[Coordinate annotation entries]

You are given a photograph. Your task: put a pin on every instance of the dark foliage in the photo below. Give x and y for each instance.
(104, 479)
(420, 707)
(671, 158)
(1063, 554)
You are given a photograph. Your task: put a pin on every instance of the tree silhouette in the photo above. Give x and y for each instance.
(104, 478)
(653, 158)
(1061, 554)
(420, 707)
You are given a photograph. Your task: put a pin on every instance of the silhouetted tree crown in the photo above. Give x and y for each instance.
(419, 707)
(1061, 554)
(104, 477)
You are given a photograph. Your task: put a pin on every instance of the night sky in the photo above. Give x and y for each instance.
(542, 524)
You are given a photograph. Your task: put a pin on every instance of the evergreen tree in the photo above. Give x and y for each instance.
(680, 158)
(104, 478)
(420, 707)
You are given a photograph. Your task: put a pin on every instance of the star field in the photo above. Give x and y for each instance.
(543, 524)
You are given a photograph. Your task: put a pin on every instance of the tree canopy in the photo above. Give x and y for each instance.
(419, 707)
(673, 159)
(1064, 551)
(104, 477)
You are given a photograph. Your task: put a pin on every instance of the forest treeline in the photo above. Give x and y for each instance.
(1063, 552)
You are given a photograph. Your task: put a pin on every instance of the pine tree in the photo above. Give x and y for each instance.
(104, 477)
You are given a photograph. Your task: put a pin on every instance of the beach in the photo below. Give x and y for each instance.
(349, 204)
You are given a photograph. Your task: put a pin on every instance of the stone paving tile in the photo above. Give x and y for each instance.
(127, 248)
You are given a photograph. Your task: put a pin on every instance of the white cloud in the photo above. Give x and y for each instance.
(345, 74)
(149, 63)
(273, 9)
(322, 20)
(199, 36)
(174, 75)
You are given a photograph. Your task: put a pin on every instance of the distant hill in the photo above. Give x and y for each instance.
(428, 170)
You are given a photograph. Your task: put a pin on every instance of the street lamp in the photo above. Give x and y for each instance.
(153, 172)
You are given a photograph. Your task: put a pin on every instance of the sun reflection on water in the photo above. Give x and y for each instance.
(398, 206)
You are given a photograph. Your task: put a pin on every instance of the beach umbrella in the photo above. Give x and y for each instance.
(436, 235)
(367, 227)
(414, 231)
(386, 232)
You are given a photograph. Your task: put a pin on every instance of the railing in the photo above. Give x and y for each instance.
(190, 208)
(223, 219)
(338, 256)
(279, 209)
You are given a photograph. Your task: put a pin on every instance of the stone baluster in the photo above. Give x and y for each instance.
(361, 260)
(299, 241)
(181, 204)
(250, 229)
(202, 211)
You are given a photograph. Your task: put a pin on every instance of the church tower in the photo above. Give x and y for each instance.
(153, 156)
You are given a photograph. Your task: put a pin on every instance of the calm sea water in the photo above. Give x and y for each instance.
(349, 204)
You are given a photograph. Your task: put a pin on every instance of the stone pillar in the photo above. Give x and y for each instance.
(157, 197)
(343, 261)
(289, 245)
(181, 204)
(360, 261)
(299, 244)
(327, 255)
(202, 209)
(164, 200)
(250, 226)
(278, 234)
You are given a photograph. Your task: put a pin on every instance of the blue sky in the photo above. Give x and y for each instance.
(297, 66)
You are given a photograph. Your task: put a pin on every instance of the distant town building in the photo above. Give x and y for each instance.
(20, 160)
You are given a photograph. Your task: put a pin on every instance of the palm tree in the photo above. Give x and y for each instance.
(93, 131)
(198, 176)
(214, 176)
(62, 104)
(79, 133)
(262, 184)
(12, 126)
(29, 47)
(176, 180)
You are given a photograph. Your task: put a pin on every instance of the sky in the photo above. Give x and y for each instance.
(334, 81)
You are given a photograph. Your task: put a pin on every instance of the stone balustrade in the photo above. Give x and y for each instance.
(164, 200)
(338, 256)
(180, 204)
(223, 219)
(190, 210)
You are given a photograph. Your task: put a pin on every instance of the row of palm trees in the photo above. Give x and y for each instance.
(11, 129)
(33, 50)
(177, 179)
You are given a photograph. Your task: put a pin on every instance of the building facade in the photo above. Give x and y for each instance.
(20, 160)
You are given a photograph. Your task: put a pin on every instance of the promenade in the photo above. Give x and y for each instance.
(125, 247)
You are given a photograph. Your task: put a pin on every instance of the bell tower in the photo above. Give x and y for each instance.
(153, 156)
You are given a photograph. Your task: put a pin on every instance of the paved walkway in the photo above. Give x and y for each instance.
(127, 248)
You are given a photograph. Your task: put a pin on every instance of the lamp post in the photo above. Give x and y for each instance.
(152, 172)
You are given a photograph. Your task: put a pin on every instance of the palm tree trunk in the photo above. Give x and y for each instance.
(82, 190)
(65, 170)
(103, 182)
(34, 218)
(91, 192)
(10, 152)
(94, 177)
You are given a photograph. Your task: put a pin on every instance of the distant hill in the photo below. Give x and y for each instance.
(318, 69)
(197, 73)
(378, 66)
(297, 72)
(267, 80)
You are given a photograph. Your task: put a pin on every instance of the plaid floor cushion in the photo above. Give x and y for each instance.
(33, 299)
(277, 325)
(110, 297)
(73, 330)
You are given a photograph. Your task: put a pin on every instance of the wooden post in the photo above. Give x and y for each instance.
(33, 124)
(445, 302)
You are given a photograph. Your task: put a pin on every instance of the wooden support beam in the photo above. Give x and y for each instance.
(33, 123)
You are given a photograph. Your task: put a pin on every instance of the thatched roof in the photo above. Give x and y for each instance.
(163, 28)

» **Aim**: Copy every line of the records word for word.

» **Reply to the task**:
You are given a photograph. Your task: put a pin on every instance of the dark foliage in the photo below. Give x and y for each instance.
(104, 479)
(420, 707)
(671, 158)
(1063, 554)
You are given a photograph. Your task: put a pin on every instance of the tree silhouette in the photo above. Give x and y for each instance.
(104, 478)
(653, 158)
(1061, 554)
(420, 707)
You are given a photograph. Your task: put a pin on every instance of the silhouetted tree crown in the photo above. Give x and y for each instance.
(419, 707)
(1061, 554)
(104, 477)
You are given a photograph. Your task: put a pin on every instance of the night sky in the photo above. Give x and y for each instance.
(542, 524)
You are given a photograph. Your task: put a pin on every instance of the evergreen tree in the photo above. Give x and y for each instance.
(680, 158)
(104, 478)
(420, 707)
You are given a photograph. Your task: put a pin on every instance of the star field in the photo above. Give x and y for each instance.
(543, 524)
You are given a photograph. Your task: put a pin on every instance of the tree canopy in the photo above. Give x and y for each instance.
(419, 707)
(673, 159)
(1064, 551)
(104, 477)
You are given a photograph. Your task: put a pin on every instance of the forest treeline in the photo above. Give x and y for each instance.
(1063, 552)
You are given a photograph. Your task: put a pin on every instance of the pine tree in the photo above. Give x and y for each instance.
(104, 477)
You are given a photograph. Your task: put a pin on every instance of the beach in the photo below. Give x and y for each instance.
(349, 204)
You are given a photograph. Your task: put a pin on every instance of the stone paving tile in the photo above. Give x and y for each instance.
(127, 248)
You are given a photograph. Your task: put a pin on every instance of the white cloud in the photo above. Give x and y for each instance.
(345, 74)
(149, 63)
(273, 9)
(322, 20)
(199, 36)
(174, 75)
You are given a photograph. Your task: put a pin on every instance of the distant hill in the photo above. Give x and y for each instance.
(428, 170)
You are given a photograph. Your task: put a pin on every instance of the street lamp in the photo above. Give x and y for each instance.
(153, 172)
You are given a photograph. Your task: put a pin on every instance of the sun reflection on water in the photo above. Give x and y for each instance.
(398, 206)
You are given a photograph. Your task: put a pin on every instance of the beach umbrella in the photo above. Give x and y for each instance.
(436, 235)
(367, 227)
(414, 231)
(386, 232)
You are given a photograph. Your task: put a pin on every instance of the railing in the photo above. Give x and y for each instance.
(190, 208)
(223, 219)
(338, 256)
(279, 209)
You are given a photograph. Your task: put a pin on every instance of the stone baluster in the photo above. Give x and y for each instance.
(361, 260)
(299, 241)
(181, 204)
(250, 229)
(202, 211)
You are given a photograph. Your task: put a pin on every instance of the church tower in the photo above. Give x and y for each instance.
(153, 156)
You are given a photograph. Your task: put a pin on every instance of the calm sea water in the photo above. Give x and y for each instance.
(349, 204)
You are given a photograph. Your task: put a pin on every instance of the stone pillar in the photo above. Give x and y for each instance.
(157, 197)
(343, 261)
(289, 245)
(181, 204)
(360, 261)
(299, 244)
(327, 255)
(202, 209)
(164, 200)
(250, 226)
(278, 234)
You are given a photograph. Your task: put a pin on every instance of the blue sky in the photo above. Give x and y for each instance.
(297, 66)
You are given a photograph. Your task: put a pin on every instance of the distant town building in the photo above. Give x and y for each instance.
(20, 160)
You are given a photograph. Your task: put a pin on every instance of the palm tree in the photo above. Give x and y for each instance.
(93, 131)
(198, 176)
(214, 176)
(62, 104)
(79, 133)
(262, 184)
(12, 126)
(29, 47)
(176, 180)
You are given a photograph. Your task: put a pin on every instance of the sky in the photo above. Give x and y for each instance.
(334, 81)
You are given a photograph. Your task: put a pin on every instance of the stone balustrade in the photo above. Give x and y for each instance.
(164, 200)
(338, 256)
(180, 204)
(223, 219)
(190, 210)
You are given a photograph. Your task: put a pin on every instance of the row of palm trees in the photo above. Give x and y for each instance.
(11, 129)
(33, 50)
(177, 179)
You are given a photograph. Your task: put a pin on every instance of the building facade in the photo above. Give x and y for each instance.
(20, 160)
You are given a photograph. Your task: put a pin on every instance of the promenade in the photo above. Give x and y for each instance.
(125, 247)
You are given a photograph. Your task: put a pin on every instance of the bell tower in the photo above. Give x and y for each instance.
(153, 156)
You are given a photograph. Your task: put a pin on every instance of the paved walkway in the photo above. Give x and y for each instance.
(127, 248)
You are given a photograph. Your task: put a pin on every instance of the lamp post in the photo above. Give x and y for each instance.
(152, 172)
You are given a photograph. Your task: put a pin on every instance of the palm tree trunk in the photo above. Give x and y for each instance.
(82, 190)
(65, 170)
(103, 182)
(34, 218)
(91, 192)
(10, 152)
(94, 177)
You are given a photograph. Your task: put a pin on every instance of the distant hill in the photo below. Give x and y for each instance.
(318, 69)
(197, 73)
(378, 66)
(297, 72)
(267, 80)
You are given a photograph. Your task: put a pin on every instance of the plaid floor cushion in the photo above. Give x and y for each instance.
(33, 299)
(277, 325)
(110, 297)
(73, 330)
You are given a photograph. Your task: put a pin on every instance of the wooden post in the photo above. Give x and y for each instance.
(33, 124)
(445, 302)
You are given a photograph. Your task: put a pin on every instance of the wooden support beam in the photo above. Give x and y for each instance.
(33, 123)
You are given a photograph. Your task: put a pin on every instance of the thatched roof in the photo above. Give x and y for each instance.
(163, 28)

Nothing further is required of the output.